Task prompt: From the line containing "white foam, where" to the end of the listing, write out every line exactly; leave out everything else.

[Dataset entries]
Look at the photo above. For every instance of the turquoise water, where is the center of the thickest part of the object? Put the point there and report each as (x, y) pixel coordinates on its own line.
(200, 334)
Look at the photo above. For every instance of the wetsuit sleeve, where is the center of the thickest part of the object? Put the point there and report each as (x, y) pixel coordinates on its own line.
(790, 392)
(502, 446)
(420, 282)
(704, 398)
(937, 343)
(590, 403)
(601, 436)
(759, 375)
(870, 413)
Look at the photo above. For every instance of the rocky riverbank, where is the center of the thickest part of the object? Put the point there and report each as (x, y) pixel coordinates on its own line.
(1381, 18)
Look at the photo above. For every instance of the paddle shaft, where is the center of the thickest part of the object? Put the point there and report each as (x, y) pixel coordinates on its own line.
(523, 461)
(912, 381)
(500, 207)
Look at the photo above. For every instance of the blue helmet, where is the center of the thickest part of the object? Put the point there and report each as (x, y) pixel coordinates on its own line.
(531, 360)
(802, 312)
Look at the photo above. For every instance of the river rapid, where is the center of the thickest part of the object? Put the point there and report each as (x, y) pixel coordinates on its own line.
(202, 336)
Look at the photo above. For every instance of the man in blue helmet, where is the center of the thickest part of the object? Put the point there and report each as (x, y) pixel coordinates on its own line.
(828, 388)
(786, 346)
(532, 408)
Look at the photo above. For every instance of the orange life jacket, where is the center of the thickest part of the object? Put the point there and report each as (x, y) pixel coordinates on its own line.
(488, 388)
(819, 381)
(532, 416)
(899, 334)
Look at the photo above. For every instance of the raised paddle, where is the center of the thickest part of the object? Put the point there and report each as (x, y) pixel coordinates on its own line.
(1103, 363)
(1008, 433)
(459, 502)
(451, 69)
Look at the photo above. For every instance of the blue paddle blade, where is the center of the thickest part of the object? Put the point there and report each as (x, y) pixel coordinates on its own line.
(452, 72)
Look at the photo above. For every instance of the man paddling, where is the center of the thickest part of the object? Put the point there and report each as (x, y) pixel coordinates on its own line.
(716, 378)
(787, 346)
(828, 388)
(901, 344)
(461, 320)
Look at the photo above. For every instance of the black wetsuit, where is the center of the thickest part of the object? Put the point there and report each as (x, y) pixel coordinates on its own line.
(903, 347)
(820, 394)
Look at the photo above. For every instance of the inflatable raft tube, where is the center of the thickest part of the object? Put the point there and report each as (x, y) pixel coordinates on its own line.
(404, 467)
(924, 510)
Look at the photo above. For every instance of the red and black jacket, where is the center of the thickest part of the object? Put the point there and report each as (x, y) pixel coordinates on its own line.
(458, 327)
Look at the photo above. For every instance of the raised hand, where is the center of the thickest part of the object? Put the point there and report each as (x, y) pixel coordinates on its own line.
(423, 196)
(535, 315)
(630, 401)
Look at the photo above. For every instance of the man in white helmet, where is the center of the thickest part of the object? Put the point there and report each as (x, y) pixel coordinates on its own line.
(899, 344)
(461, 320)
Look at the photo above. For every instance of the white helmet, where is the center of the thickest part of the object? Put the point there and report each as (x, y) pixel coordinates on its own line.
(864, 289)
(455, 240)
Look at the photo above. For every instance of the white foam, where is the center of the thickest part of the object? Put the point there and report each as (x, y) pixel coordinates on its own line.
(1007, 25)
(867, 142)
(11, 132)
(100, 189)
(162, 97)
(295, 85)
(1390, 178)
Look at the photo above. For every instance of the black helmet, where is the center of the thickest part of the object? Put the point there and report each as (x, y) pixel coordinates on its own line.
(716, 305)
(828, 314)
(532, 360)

Correct answer:
Look at the photo above. For every instance of the white foam, where is the center of the thickest part of the object? Put the point there and report each as (x, y) pixel coordinates on its own line.
(1007, 25)
(867, 142)
(11, 132)
(100, 189)
(162, 97)
(295, 85)
(1390, 178)
Look at the photo above. For every instance of the black helmet, where is the center of the thickest part of the object? Put the point there and report each as (x, y) pixel coordinates on its own line.
(716, 305)
(828, 314)
(532, 360)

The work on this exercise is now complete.